Directions for this task: Precisely the lines from the one with "One point marks each instance of the empire" through the end of the data, both included, must make up the response, each restated word for word.

Record set:
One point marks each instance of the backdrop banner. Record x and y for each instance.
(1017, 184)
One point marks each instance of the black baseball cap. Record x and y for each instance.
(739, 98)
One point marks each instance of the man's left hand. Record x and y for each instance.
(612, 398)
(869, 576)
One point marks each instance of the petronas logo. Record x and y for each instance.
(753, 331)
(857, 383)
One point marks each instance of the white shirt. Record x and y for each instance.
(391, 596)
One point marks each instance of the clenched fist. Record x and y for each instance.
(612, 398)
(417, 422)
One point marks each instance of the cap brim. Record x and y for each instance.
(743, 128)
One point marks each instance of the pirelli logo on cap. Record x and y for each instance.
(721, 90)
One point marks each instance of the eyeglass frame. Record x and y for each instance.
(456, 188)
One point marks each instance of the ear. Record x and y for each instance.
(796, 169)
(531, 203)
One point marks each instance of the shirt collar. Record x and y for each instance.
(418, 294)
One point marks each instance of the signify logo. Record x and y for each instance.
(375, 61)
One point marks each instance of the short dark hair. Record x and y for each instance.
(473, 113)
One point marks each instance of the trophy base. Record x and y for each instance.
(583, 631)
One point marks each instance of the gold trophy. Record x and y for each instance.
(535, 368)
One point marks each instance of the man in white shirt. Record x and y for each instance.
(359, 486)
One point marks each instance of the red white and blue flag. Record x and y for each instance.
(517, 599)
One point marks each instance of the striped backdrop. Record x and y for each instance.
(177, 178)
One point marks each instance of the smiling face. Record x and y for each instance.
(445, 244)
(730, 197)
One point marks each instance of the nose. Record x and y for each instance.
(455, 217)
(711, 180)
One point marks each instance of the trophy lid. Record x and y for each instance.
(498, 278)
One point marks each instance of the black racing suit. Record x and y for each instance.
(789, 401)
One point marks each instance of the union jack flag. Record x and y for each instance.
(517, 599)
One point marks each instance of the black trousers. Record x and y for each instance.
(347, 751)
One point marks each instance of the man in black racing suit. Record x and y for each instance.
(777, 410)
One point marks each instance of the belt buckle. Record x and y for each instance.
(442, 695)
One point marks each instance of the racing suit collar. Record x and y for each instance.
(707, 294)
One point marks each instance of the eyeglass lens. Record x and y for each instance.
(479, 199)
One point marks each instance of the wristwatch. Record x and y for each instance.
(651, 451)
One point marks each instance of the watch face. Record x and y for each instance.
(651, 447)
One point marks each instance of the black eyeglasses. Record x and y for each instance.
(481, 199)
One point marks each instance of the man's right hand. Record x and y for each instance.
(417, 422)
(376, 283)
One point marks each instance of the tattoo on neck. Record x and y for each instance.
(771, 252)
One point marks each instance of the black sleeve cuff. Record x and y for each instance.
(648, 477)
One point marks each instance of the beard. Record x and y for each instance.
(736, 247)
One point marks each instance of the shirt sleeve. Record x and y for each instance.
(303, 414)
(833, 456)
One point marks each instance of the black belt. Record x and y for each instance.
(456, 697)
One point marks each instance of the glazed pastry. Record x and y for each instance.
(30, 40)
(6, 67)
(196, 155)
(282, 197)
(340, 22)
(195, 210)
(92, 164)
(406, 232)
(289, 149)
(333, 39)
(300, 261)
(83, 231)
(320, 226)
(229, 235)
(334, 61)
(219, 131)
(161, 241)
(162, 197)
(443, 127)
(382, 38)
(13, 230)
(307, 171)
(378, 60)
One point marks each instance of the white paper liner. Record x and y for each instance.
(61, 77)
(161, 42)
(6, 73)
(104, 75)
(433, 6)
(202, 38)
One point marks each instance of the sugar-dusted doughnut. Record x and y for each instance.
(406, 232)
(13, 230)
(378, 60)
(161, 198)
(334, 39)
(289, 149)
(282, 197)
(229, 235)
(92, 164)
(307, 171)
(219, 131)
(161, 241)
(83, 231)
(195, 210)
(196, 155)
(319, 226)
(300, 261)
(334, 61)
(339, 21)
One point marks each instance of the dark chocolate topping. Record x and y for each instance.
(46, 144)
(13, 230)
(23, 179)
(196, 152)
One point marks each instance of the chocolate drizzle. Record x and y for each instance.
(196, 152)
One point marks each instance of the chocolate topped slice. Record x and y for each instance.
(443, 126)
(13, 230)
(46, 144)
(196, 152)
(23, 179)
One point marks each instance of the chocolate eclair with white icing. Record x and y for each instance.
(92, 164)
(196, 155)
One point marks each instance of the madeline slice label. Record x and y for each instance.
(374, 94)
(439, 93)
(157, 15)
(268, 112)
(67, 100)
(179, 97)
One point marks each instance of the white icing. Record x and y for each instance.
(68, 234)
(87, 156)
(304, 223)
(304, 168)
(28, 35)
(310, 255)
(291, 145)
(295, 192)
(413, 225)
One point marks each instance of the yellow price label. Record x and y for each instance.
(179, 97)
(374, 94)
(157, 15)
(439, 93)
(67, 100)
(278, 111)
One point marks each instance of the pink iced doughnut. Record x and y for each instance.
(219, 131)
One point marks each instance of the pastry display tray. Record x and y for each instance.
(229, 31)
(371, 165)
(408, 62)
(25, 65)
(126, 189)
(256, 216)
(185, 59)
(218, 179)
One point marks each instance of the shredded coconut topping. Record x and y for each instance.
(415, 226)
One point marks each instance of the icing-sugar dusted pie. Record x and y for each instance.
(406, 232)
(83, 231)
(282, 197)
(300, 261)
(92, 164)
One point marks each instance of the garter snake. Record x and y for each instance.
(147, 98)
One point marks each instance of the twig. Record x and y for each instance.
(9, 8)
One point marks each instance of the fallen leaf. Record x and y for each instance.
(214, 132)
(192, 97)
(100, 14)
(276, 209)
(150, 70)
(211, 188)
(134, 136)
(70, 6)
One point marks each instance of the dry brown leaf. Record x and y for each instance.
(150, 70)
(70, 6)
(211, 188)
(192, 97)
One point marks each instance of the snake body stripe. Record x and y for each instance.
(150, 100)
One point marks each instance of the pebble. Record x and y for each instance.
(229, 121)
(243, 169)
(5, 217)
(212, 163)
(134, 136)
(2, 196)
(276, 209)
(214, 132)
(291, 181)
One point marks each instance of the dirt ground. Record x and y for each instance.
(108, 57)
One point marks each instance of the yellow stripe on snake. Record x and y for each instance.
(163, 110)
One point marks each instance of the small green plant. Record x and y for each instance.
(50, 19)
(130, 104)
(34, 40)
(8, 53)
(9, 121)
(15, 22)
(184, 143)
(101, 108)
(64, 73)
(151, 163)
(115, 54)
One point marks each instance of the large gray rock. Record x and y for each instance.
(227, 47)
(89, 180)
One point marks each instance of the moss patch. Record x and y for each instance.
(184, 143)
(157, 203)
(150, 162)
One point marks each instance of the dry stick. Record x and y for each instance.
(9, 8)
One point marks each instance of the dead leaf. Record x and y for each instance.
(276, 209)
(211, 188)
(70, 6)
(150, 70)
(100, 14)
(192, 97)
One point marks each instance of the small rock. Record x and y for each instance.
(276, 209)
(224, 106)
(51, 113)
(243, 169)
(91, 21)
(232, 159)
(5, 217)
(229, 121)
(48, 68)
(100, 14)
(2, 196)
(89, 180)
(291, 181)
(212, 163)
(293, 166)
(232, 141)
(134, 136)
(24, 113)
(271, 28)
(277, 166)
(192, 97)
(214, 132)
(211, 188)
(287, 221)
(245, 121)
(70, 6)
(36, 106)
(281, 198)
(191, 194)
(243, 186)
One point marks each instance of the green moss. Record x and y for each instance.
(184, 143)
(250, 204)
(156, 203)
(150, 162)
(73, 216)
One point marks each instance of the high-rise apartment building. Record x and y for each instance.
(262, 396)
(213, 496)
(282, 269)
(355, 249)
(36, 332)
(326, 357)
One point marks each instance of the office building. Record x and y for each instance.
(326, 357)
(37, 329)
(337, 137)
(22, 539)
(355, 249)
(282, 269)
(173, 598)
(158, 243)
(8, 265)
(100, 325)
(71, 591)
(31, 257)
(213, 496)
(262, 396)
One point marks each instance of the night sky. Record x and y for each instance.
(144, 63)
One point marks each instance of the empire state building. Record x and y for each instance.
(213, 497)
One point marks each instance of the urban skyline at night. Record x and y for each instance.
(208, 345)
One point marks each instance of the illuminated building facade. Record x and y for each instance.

Solution to the problem:
One point marks each instance of the empire state building. Record x and y for each instance.
(213, 497)
One point marks each instance of the urban skyline at night. Record x and y for each instance.
(208, 345)
One point marks each instance of the illuminated building facade. Record x and y for each instance.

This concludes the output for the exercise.